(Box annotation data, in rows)
============

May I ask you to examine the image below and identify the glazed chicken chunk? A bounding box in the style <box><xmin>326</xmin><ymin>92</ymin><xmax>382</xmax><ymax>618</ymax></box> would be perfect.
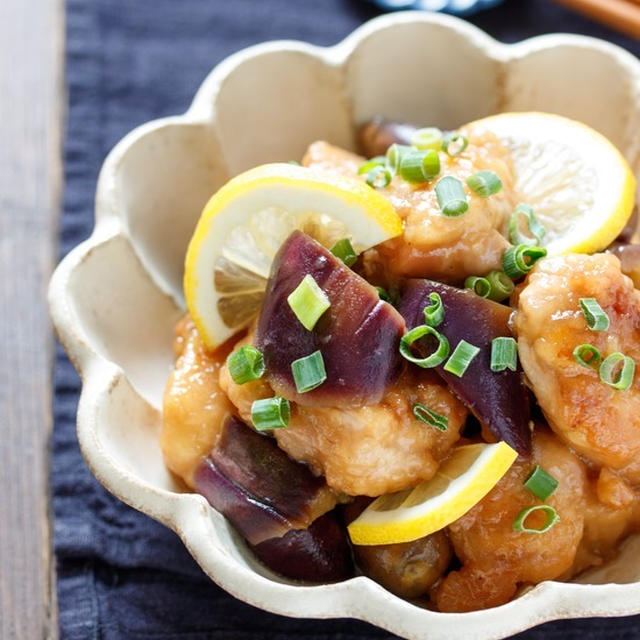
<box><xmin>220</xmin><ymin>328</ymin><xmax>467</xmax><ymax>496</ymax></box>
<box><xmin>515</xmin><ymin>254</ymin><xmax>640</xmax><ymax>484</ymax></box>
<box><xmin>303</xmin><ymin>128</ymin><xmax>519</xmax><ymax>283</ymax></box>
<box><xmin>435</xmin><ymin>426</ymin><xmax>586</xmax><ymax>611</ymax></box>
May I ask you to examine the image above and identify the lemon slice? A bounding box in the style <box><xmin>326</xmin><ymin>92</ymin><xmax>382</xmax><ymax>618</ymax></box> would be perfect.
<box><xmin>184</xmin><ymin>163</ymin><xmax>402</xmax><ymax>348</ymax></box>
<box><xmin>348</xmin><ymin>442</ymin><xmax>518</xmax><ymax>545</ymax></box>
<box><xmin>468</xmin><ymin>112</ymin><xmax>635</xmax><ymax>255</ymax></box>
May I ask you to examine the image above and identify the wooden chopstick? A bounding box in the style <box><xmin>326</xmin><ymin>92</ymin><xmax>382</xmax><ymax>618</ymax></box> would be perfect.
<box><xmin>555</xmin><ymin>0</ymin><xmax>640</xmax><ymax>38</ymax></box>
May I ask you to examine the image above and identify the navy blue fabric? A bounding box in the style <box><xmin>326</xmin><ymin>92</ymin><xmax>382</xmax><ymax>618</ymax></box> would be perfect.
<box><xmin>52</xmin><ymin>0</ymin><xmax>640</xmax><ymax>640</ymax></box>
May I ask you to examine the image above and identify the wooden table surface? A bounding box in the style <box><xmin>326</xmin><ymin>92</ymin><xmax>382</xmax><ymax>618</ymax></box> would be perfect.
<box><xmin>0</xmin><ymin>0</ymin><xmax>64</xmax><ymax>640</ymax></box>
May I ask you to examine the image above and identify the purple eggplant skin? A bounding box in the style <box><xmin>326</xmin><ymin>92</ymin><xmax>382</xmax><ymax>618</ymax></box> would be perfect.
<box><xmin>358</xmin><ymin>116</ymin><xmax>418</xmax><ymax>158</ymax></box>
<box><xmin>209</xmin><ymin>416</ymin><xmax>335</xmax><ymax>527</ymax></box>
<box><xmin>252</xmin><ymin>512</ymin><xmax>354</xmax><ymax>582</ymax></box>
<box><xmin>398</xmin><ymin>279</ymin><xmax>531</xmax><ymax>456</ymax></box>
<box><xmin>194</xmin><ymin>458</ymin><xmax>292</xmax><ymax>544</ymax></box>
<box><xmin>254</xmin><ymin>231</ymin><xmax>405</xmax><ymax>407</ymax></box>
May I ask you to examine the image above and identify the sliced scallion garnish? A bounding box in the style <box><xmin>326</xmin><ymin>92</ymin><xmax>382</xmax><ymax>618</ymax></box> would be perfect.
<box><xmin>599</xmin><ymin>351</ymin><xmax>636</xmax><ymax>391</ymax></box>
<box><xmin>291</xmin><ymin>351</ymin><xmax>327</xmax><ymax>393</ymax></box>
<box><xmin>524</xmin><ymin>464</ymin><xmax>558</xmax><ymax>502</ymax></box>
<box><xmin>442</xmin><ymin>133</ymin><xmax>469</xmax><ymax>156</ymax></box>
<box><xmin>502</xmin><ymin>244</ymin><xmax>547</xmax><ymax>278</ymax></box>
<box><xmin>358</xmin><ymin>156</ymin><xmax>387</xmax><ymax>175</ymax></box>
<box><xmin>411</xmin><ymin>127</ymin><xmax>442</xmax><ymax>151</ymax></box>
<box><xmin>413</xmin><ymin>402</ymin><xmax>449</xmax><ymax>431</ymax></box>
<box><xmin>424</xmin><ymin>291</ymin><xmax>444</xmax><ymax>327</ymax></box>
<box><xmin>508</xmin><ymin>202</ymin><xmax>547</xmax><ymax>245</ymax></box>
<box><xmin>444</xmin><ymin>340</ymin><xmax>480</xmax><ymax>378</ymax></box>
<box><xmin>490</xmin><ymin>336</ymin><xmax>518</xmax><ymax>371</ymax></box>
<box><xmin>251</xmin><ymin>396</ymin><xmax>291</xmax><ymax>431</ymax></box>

============

__TASK INSTRUCTIONS__
Output the data from the line containing "identify the sliced" through the end of the data, both included, as a numbered list that leaves out blank lines.

__REPLY__
1. May I ask you to examine the image above and identify the sliced scallion garnish? A bounding box in the style <box><xmin>326</xmin><ymin>92</ymin><xmax>382</xmax><ymax>618</ymax></box> would be perfect.
2. <box><xmin>599</xmin><ymin>351</ymin><xmax>636</xmax><ymax>391</ymax></box>
3. <box><xmin>291</xmin><ymin>351</ymin><xmax>327</xmax><ymax>393</ymax></box>
4. <box><xmin>524</xmin><ymin>464</ymin><xmax>558</xmax><ymax>502</ymax></box>
5. <box><xmin>442</xmin><ymin>133</ymin><xmax>469</xmax><ymax>156</ymax></box>
6. <box><xmin>502</xmin><ymin>244</ymin><xmax>547</xmax><ymax>278</ymax></box>
7. <box><xmin>358</xmin><ymin>156</ymin><xmax>387</xmax><ymax>175</ymax></box>
8. <box><xmin>411</xmin><ymin>127</ymin><xmax>442</xmax><ymax>151</ymax></box>
9. <box><xmin>413</xmin><ymin>402</ymin><xmax>449</xmax><ymax>431</ymax></box>
10. <box><xmin>424</xmin><ymin>291</ymin><xmax>444</xmax><ymax>327</ymax></box>
11. <box><xmin>508</xmin><ymin>202</ymin><xmax>547</xmax><ymax>245</ymax></box>
12. <box><xmin>444</xmin><ymin>340</ymin><xmax>480</xmax><ymax>378</ymax></box>
13. <box><xmin>490</xmin><ymin>336</ymin><xmax>518</xmax><ymax>371</ymax></box>
14. <box><xmin>251</xmin><ymin>396</ymin><xmax>291</xmax><ymax>431</ymax></box>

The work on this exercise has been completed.